<<<<

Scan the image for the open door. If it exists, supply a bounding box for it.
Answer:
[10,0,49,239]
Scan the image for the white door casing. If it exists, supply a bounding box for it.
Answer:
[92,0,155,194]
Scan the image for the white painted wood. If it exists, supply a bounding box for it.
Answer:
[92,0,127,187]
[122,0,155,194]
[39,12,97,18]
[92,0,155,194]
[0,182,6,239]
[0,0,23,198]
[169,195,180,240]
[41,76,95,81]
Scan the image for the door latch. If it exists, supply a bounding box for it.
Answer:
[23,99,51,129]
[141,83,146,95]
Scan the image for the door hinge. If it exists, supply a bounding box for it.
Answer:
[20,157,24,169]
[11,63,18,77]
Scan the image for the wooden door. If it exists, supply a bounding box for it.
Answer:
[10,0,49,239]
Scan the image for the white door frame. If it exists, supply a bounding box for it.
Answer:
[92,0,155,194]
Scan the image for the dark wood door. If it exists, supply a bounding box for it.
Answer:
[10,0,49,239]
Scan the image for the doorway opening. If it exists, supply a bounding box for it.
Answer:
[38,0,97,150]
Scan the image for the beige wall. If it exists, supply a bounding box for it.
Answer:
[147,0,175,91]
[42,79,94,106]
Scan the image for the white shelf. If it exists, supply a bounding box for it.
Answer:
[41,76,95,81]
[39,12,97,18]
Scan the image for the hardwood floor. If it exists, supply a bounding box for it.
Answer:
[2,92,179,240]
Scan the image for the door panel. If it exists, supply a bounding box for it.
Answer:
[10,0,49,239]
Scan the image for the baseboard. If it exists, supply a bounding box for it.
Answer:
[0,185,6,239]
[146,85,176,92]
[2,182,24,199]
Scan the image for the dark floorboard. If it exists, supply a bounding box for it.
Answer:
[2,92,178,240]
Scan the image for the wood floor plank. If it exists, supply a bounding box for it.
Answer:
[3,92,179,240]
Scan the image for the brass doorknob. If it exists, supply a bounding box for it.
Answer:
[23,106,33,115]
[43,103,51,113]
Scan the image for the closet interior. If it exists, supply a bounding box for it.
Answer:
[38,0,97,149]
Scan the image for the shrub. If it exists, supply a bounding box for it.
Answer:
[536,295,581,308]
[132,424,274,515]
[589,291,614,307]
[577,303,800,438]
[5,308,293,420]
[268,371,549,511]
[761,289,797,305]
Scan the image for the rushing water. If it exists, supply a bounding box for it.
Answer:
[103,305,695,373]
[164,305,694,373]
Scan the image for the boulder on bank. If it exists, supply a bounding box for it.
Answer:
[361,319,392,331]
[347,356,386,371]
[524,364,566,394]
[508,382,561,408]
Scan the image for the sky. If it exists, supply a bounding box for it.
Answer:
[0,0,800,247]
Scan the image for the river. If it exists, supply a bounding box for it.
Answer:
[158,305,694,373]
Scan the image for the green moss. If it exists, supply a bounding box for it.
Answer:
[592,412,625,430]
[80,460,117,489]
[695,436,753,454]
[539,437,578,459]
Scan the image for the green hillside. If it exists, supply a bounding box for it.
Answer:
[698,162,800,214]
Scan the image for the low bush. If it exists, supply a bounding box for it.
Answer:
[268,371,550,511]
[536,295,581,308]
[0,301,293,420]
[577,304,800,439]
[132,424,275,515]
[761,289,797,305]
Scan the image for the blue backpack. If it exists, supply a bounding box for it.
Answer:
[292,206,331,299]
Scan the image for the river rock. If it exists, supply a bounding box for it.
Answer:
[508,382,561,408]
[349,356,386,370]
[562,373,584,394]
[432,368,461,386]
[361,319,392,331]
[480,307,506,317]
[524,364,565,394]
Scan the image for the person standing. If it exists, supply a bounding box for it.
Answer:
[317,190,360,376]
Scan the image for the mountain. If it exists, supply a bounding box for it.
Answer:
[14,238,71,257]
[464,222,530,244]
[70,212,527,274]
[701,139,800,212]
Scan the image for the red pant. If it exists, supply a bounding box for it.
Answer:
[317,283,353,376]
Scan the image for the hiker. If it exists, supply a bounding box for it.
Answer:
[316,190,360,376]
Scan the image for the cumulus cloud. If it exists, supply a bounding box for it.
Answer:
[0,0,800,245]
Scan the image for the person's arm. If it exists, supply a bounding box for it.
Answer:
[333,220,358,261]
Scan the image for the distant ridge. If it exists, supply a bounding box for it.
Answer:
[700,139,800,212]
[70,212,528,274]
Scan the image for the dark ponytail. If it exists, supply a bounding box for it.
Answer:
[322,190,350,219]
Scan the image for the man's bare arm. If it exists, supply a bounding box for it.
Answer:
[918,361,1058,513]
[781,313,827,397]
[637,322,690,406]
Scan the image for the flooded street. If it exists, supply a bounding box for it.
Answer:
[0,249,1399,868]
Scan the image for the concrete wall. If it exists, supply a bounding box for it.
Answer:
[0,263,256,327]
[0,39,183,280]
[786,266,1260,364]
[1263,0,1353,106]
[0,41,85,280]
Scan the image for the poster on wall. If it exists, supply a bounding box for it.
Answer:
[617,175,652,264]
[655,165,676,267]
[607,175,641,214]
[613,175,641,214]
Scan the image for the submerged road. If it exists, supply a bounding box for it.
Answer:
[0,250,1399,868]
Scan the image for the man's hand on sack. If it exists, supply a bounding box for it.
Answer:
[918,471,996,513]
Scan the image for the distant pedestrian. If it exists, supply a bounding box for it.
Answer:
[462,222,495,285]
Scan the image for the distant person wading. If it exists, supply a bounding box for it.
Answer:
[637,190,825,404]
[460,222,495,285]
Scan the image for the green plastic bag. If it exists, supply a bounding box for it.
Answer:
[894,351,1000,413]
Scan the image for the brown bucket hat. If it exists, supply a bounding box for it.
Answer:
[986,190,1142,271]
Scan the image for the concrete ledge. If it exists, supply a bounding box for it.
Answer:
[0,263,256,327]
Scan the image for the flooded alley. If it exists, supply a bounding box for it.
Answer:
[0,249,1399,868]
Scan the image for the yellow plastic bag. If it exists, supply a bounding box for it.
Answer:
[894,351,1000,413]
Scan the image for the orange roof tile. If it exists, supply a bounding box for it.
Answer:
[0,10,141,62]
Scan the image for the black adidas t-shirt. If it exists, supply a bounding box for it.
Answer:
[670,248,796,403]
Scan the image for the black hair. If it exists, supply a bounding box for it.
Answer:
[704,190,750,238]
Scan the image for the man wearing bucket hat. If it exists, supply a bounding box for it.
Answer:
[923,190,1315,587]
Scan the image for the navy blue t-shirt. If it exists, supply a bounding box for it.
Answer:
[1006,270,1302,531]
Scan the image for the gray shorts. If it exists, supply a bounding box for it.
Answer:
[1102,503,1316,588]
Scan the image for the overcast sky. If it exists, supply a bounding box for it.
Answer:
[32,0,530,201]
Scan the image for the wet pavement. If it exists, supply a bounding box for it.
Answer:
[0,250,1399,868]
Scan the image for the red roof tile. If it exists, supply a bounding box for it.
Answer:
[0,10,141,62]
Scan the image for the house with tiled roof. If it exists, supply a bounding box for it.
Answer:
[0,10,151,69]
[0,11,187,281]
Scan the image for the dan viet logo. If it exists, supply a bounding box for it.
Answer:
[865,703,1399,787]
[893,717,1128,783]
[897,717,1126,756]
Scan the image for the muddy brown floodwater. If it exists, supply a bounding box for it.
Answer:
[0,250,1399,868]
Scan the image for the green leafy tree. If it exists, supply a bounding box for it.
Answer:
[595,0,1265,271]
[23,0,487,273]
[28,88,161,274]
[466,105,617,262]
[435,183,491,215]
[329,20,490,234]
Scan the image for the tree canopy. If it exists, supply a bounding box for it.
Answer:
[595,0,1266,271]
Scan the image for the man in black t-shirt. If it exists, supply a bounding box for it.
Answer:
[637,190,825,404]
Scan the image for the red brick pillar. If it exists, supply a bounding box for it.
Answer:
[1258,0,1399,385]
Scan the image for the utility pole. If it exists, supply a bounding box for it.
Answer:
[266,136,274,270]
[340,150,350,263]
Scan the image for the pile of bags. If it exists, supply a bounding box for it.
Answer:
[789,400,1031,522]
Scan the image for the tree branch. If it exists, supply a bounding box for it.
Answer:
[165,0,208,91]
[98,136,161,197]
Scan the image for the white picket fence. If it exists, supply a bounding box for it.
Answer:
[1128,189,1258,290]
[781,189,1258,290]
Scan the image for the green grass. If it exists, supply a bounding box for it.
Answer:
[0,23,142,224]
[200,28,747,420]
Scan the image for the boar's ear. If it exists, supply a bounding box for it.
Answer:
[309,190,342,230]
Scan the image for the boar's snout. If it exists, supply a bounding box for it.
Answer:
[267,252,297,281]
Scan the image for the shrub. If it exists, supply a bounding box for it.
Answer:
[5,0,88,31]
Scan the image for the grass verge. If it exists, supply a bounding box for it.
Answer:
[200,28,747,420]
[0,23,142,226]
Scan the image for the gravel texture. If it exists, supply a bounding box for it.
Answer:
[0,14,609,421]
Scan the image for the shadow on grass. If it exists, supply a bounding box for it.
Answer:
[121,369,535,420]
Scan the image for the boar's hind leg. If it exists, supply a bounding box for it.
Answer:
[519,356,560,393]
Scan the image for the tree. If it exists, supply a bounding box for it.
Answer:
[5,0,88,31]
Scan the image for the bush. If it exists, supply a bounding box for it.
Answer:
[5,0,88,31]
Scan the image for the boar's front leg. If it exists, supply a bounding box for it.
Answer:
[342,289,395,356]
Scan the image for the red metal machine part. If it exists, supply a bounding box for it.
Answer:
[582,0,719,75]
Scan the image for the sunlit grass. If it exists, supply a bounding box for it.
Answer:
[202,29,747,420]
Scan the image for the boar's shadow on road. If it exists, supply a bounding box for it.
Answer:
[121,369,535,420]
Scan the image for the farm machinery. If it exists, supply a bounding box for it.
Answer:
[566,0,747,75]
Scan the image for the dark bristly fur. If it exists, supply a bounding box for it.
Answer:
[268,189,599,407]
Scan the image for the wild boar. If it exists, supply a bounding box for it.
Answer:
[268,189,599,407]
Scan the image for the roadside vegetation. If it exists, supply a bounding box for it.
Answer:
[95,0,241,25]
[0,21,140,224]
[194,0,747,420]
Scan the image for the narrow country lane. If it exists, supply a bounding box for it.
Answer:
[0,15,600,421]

>>>>

* **What to do**:
Copy out, word for word, the lines from the one holding "Scan the image for the boar's snout." to the one holding "[194,0,747,420]", both included.

* **Full solution**:
Scan the image for the boar's snout. If it exists, supply a bounding box for it.
Answer:
[267,252,297,281]
Scan the image for the shrub. If it exists, supply a bounding box for it.
Answer:
[5,0,88,31]
Scan the image for the grass verge. If it exists, supply a bounding box for it.
Answer:
[200,28,747,420]
[0,23,142,226]
Scan the image for the gravel texture. If it exists, supply a bounding box for it.
Answer:
[0,14,609,421]
Scan the image for the shadow on grass. If it exists, supply a bounding box for it.
Answer:
[121,369,535,420]
Scan the image for the boar's hind leg. If it exists, supply a bounding box for it.
Answer:
[519,356,560,393]
Scan the image for the tree. If it exists, supply a bounding box for it.
Answer:
[5,0,88,31]
Scan the image for the bush. If it exists, supply a bounding box for it.
Answer:
[5,0,88,31]
Scan the image for the boar's front leg. If it exists, supply a bounding box for it.
Answer:
[342,289,395,356]
Scan the image for the red metal machine part. If it exists, supply a bounding box for it.
Answer:
[582,0,719,75]
Scan the image for the sunlit grass. If it exists, supply a bounding box for it.
Answer:
[202,29,747,420]
Scan the image for the boar's shadow on road. If it exists, supply a bounding box for it.
Answer:
[121,369,535,420]
Scan the image for the farm machinery. If it exists, supply a bounding box for it.
Answer:
[566,0,747,75]
Scan the image for the dark bristly fur. If it exists, supply a bounding box for it.
Answer:
[268,189,599,407]
Scan the image for the wild boar. If it exists, supply a bounding box for it.
Answer:
[268,189,599,407]
Scan the image for the roadside vegetation. If it exists, supply a bounding box for it.
Answer:
[95,0,241,25]
[0,21,140,224]
[194,0,747,420]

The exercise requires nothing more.